(Records from a data collection)
((

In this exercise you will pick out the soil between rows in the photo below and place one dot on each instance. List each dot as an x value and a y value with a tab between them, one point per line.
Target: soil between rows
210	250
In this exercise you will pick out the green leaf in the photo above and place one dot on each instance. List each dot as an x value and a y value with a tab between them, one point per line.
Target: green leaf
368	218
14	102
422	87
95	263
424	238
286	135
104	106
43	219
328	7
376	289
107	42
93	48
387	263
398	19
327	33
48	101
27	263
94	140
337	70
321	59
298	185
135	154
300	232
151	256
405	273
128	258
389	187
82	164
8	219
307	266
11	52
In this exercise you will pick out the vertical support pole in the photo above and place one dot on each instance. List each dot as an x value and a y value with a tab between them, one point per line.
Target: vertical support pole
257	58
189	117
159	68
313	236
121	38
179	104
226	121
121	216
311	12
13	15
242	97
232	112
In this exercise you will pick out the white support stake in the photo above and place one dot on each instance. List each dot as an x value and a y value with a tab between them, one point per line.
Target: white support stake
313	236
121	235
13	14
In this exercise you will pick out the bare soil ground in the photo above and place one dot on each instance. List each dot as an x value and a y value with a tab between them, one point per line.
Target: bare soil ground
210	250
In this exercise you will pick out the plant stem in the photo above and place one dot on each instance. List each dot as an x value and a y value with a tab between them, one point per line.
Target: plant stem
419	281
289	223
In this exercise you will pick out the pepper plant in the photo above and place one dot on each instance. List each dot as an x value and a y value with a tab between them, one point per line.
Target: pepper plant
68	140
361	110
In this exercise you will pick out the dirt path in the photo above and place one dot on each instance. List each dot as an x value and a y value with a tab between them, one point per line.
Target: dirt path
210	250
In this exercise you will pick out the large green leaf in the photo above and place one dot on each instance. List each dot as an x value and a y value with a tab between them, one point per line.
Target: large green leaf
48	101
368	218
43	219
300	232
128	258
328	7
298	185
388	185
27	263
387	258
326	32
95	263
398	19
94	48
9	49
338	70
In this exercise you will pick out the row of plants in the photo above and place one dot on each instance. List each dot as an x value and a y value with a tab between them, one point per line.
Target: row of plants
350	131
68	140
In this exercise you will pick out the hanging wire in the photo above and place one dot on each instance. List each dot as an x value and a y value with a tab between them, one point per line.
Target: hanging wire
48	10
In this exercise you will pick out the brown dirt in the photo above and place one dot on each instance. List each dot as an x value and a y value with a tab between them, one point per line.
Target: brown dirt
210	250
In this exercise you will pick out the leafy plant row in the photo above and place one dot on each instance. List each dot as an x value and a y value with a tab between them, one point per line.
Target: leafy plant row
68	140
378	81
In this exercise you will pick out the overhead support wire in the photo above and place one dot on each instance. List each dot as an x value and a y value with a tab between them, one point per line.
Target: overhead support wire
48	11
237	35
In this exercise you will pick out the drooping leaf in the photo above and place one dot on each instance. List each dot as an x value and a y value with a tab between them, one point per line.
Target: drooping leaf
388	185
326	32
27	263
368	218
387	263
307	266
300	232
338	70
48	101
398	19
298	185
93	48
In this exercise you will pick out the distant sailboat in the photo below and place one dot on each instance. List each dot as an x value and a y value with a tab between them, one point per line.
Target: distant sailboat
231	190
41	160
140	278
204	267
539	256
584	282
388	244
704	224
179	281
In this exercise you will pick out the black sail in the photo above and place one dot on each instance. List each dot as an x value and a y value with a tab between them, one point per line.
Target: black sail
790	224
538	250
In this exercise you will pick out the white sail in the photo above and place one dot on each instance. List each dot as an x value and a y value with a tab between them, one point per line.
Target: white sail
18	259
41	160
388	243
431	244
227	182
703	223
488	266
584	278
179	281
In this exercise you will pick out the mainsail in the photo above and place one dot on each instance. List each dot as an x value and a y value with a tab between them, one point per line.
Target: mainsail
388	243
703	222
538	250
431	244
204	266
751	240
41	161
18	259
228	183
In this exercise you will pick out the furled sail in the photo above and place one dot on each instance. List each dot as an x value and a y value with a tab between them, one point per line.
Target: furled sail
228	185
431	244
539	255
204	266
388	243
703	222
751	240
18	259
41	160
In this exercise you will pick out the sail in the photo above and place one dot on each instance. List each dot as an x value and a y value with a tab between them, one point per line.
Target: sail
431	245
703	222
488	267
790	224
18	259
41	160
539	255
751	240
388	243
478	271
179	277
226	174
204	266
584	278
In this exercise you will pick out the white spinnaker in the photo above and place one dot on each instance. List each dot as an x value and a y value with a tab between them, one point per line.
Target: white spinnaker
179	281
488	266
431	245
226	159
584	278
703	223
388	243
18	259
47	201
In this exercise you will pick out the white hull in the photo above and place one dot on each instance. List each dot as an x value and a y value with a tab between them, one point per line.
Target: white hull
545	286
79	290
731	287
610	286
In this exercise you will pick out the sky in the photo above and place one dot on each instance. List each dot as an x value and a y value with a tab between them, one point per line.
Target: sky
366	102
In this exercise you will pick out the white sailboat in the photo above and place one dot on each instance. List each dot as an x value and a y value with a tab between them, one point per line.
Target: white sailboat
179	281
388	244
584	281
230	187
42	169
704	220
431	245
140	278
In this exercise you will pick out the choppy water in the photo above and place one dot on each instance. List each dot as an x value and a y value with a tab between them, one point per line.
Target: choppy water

))

[Your goal]
Update the items above by changing every "one point per line" to "one pair per line", and write them out again with everything else kept the same.

[Complete output]
In this exercise you will pick out the soil between rows in the photo below and place one dot on each instance. List each dot as an x value and a y value with a tab between them, one pair per line.
Target: soil between rows
210	250
In this exercise you will pick out the green leaf in the photo above and place one dot on each instance. List each dot as an x value and a y value with a tab between them, one pair per line.
Target: green leaf
368	218
14	102
422	87
95	263
424	238
286	135
104	106
43	219
328	7
376	289
107	42
93	48
387	263
398	19
327	33
48	101
27	263
94	140
337	70
321	59
298	185
135	154
300	232
151	256
405	273
128	258
389	187
82	164
8	219
307	266
11	52
In this exercise you will pick out the vertical support pole in the photo above and place one dot on each instance. List each dot as an x value and a y value with a tab between them, one pair per line.
Target: vertical support pole
257	58
189	117
159	68
313	236
121	38
179	104
226	121
121	216
311	12
13	15
242	97
232	112
In this exercise you will pick out the white support stake in the photo above and place one dot on each instance. List each dot as an x value and a y value with a tab between them, one pair per line.
Target: white support stake
313	236
121	235
13	14
In this exercise you will pick out the bare soil ground in the photo above and place one dot on each instance. List each dot as an x value and a y value with a tab between them, one pair per line.
Target: bare soil ground
210	250
In this exercise you will pick out the plant stem in the photo above and place one dot on each instance. List each dot as an x value and a y value with a tab between them, one pair per line.
Target: plant stem
419	281
289	223
In this exercise you will pick out the pepper plant in the photo above and place one dot on each instance. List each dot as an x value and a y value with a tab between them, one pair per line.
Target: pepper plant
68	140
361	110
In this exercise you will pick out the dirt path in the photo above and place one dot on each instance. List each dot as an x value and a y value with a tab between them, one pair per line.
Target: dirt path
210	250
In this exercise you will pick out the large green leaf in the photo above and place one dot on each instance. List each dot as an x value and a y value with a tab between them, one pair per line.
Target: large green leaf
48	101
368	218
43	219
300	232
128	258
328	7
298	185
388	185
27	263
387	258
326	32
95	263
398	19
94	48
9	49
338	70
In this exercise you will pick out the row of plants in the photo above and place one dot on each instance. List each dot as an x value and a y value with a tab between them, one pair per line.
Target: row of plants
350	131
68	140
In this exercise you will pick out the hanging wire in the photo above and place one dot on each instance. List each dot as an x value and a y value with a tab between them, one pair per line.
Target: hanging wire
48	10
In this exercise you will pick out the brown dirt in the photo above and place one dot on each instance. List each dot as an x value and a y value with a tab between them, one pair per line.
Target: brown dirt
210	250
In this exercise you will pick out the leafy plant row in the photo above and place one dot on each instance. List each dot as an x value and a y value with a tab between them, one pair per line.
Target: leafy plant row
68	140
378	81
In this exercise you will pick out the overhead support wire in the photo above and place one dot on each instance. List each dot as an x value and a y value with a tab between them, one pair per line.
Target: overhead support wire
48	11
237	35
In this exercise you will pick out the drooping leaf in the photo above and place one dot on each instance. List each dot as an x value and a y value with a tab between them, one pair per line.
Target: drooping leaf
388	185
326	32
27	263
368	218
387	263
307	266
300	232
338	70
48	101
398	19
298	185
93	48
In this exercise you will pick out the distant sailboat in the photo below and place one dot on each instance. List each dot as an x value and a y value with a tab between them, one pair per line.
Target: distant sailboat
231	190
41	160
140	278
204	267
539	256
584	282
388	244
704	224
179	281
In this exercise you will pick out the black sail in the photo above and place one dot on each instance. List each dot as an x value and a y value with a tab between them, one pair per line.
Target: black sail
790	224
538	250
In this exercise you will pick out the white sail in the photo above and place one dot on each instance. List each dot as an x value and a y value with a tab between them, one pair per line.
Target: white sail
18	259
41	160
388	243
431	244
227	182
703	223
488	266
584	278
179	281
In this exercise you will pick out the mainsail in the photo above and place one dot on each instance. List each dot as an x value and a y value with a tab between them, one pair per line.
Target: mainsail
388	243
703	222
538	250
431	244
204	266
751	240
41	161
18	259
228	183
In this exercise you will pick out the furled sail in the photo above and place one dot on each instance. List each dot as an x value and a y value with a tab between them, one pair per line.
Target: furled sail
228	185
431	244
539	255
204	266
388	243
703	222
751	240
18	259
41	160
In this exercise you will pick out the sail in the photo above and place one dot on each instance. List each dot as an x value and a y value with a tab between them, one pair per line.
Target: sail
431	245
703	222
488	267
790	224
18	259
41	160
539	255
751	240
388	243
478	271
179	277
226	174
204	266
584	278
In this exercise you will pick out the white spinnaker in the photo above and place one dot on each instance. List each dot as an x value and a y value with a tab between them, one pair per line.
Target: white spinnaker
179	281
488	266
431	245
226	159
584	278
703	223
388	243
18	259
47	201
In this exercise you will pick out the white hull in the photo above and place one dot on each instance. List each dot as an x value and a y value with a tab between them, one pair per line.
Target: white hull
545	286
79	290
731	287
610	286
In this exercise you will pick out the sky in the photo above and place one dot on each instance. List each dot as an x value and a y value with a tab between them, one pair per line.
Target: sky
366	102
In this exercise you will pick out the white sailboat in the photo above and place one dot on each instance. List each dot as an x value and a y value with a tab between them, one pair per line.
Target: white sailboat
179	281
388	244
584	281
230	187
42	169
704	220
431	245
140	278
In this exercise you will pick out the choppy water in the photo above and place one dot on each instance. List each dot as an x value and a y value with a tab between them, one pair per line.
Target: choppy water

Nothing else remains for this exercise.